◆ Data shown

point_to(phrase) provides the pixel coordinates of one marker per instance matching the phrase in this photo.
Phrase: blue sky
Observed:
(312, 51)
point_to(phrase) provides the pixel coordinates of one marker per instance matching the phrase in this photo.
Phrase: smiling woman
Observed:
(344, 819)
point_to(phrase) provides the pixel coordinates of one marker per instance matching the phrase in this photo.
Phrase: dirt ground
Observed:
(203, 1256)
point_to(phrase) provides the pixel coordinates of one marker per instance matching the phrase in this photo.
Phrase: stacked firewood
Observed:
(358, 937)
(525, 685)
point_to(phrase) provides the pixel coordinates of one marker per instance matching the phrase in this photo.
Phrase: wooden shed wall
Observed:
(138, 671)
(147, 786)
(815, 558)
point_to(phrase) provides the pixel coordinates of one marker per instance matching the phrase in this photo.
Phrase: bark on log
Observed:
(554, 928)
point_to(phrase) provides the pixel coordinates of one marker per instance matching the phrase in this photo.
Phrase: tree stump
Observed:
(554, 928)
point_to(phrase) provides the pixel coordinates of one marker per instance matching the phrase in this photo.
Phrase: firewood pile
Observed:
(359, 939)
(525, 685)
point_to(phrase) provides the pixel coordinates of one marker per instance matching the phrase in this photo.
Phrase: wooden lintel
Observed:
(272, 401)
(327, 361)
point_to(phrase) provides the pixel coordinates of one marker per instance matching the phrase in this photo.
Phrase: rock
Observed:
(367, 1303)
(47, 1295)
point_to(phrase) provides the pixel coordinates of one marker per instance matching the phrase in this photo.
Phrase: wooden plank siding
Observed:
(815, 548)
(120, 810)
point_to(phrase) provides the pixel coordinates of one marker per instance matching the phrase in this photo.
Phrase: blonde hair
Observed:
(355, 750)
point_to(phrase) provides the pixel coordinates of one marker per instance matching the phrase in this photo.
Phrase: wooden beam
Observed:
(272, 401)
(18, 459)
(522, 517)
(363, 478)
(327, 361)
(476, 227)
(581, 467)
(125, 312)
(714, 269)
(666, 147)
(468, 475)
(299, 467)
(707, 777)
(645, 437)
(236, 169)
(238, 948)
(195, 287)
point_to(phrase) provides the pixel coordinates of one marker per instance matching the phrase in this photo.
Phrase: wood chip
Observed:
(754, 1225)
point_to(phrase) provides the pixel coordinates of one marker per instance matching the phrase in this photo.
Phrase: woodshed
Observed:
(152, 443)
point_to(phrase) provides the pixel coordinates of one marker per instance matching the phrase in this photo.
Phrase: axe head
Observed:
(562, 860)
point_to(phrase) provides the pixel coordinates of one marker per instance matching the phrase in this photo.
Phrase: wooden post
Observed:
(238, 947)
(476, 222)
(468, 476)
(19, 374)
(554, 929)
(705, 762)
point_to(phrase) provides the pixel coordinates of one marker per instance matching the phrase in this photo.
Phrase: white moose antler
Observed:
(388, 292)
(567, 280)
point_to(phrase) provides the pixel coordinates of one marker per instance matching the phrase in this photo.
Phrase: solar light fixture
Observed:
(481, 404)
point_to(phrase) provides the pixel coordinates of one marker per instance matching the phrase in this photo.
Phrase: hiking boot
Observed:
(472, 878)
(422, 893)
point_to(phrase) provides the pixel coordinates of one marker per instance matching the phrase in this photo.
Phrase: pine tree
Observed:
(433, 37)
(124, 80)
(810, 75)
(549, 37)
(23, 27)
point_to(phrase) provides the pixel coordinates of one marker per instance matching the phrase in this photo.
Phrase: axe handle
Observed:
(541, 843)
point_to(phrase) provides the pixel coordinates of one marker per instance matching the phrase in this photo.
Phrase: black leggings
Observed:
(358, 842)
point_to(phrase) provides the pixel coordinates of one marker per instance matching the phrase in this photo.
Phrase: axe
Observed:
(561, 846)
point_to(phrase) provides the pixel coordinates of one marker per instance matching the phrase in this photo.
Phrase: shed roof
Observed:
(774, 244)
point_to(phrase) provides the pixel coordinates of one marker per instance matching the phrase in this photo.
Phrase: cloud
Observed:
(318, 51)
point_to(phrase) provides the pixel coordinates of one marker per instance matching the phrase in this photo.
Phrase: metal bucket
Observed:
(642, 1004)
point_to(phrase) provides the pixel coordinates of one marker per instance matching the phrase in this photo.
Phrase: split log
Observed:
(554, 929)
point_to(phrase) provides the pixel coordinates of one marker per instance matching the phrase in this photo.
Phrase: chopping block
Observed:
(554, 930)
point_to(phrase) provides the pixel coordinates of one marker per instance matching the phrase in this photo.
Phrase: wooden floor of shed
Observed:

◆ Requirement
Set down every record above exactly as given.

◆ Reply
point_to(phrase) provides the pixel coordinates of one marker per instance matching the phrase in this photo.
Phrase: blue sky
Observed:
(312, 51)
point_to(phrase) provides the pixel coordinates of one marker per instance matching the phrase in this photo.
Phrase: smiling woman
Observed:
(344, 819)
point_to(phrase) provides the pixel coordinates of one marker per instance matching the phrase in this photo.
Phrase: dirt ground
Observed:
(203, 1256)
point_to(phrase) provides the pixel coordinates of one marker per instance matching the phrase in this photo.
Phrase: stacked firewood
Observed:
(358, 937)
(525, 685)
point_to(phrase) provides the pixel coordinates of one marker per instance matching the phrase in this photo.
Phrase: wooden shed wall
Observed:
(138, 671)
(147, 786)
(815, 558)
point_to(phrase) provides the pixel coordinates of one marker per instance matching the phrase in this photo.
Phrase: bark on log
Observed:
(554, 928)
point_to(phrase) provides the pixel coordinates of one marker per instance matching the phrase in this photo.
Phrase: tree stump
Observed:
(554, 928)
point_to(phrase) provides the pixel coordinates of one marker per instance matching the phrase in this photo.
Phrase: firewood pile
Observed:
(359, 939)
(525, 685)
point_to(phrase) provides the pixel coordinates of one marker per instance matching the phrase in this photo.
Phrase: wooden lintel
Observed:
(272, 401)
(327, 361)
point_to(phrase) provides the pixel coordinates of one marker per instance matching the phrase in this photo.
Phrase: rock
Observed:
(367, 1303)
(47, 1295)
point_to(phrase) provides the pixel coordinates of one marker per instance matching the phrase in this photo.
Phrase: wooden plank siding
Observed:
(815, 548)
(120, 810)
point_to(phrase) provides the pixel coordinates of one marker per instance matching the phrase in this photo.
Phrase: blonde hair
Observed:
(355, 750)
point_to(phrase) provides the pixel coordinates of one marker per instance matching the phrase in this photo.
Phrase: wooden beam
Observed:
(272, 401)
(18, 459)
(522, 517)
(363, 478)
(327, 361)
(476, 227)
(581, 467)
(125, 312)
(714, 269)
(666, 147)
(468, 475)
(299, 467)
(707, 777)
(645, 437)
(236, 169)
(238, 948)
(195, 287)
point_to(phrase) provides the pixel coordinates of one marker per instance matching the phrase in this photo.
Phrase: wood chip
Observed:
(754, 1225)
point_to(phrase) provides the pixel coordinates of one marker per instance matching the phrase in this photo.
Phrase: woodshed
Observed:
(152, 443)
point_to(phrase) provides the pixel coordinates of one marker per instance matching the phrase in this photo.
Phrase: axe head
Observed:
(562, 860)
point_to(phrase) provides the pixel coordinates of one marker per instance matching the phrase in this photo.
Phrase: wooden post
Observed:
(238, 947)
(476, 222)
(468, 476)
(19, 374)
(554, 929)
(705, 762)
point_to(phrase) provides the pixel coordinates of one marker per instance matching the phrase in this photo.
Phrase: white moose antler
Observed:
(388, 292)
(567, 280)
point_to(phrase) provides the pixel coordinates of one marker per instance matching the phrase in this photo.
Phrase: solar light fixture
Observed:
(481, 404)
point_to(phrase) provides the pixel coordinates of one marker per instance matching the phrase in this photo.
Phrase: hiking boot
Observed:
(472, 878)
(422, 893)
point_to(phrase) provides the pixel coordinates of one marker per instance matching the phrase in this photo.
Phrase: pine tree
Observed:
(433, 37)
(124, 80)
(810, 75)
(549, 37)
(23, 27)
point_to(phrase) provides the pixel coordinates of one marker per instance matching the phrase in this photo.
Phrase: axe handle
Observed:
(541, 843)
point_to(phrase) provides the pixel coordinates of one marker per instance matching the phrase in this photo.
Phrase: black leggings
Observed:
(358, 842)
point_to(phrase) provides the pixel coordinates of one marker per instance matching the phrase in this photo.
Phrase: axe
Observed:
(561, 846)
point_to(phrase) provides the pixel coordinates of one marker per instance matching the phrase in this photo.
Phrase: shed roof
Observed:
(774, 244)
point_to(phrase) provides the pixel coordinates of one marker per instance matching the phrase in this photo.
Phrase: cloud
Observed:
(318, 51)
point_to(phrase) provides the pixel coordinates of one marker per instance matching the phrase in this photo.
Phrase: metal bucket
Observed:
(642, 1004)
point_to(phrase) provides the pixel coordinates of one marker per instance matching the phrase in this photo.
Phrase: split log
Observed:
(554, 929)
point_to(phrase) provides the pixel coordinates of one marker per instance matching the phrase in this photo.
Phrase: chopping block
Observed:
(554, 930)
point_to(phrase) provides the pixel coordinates of one marker per instance matching the phrase in this photo.
Phrase: wooden floor of shed
Observed:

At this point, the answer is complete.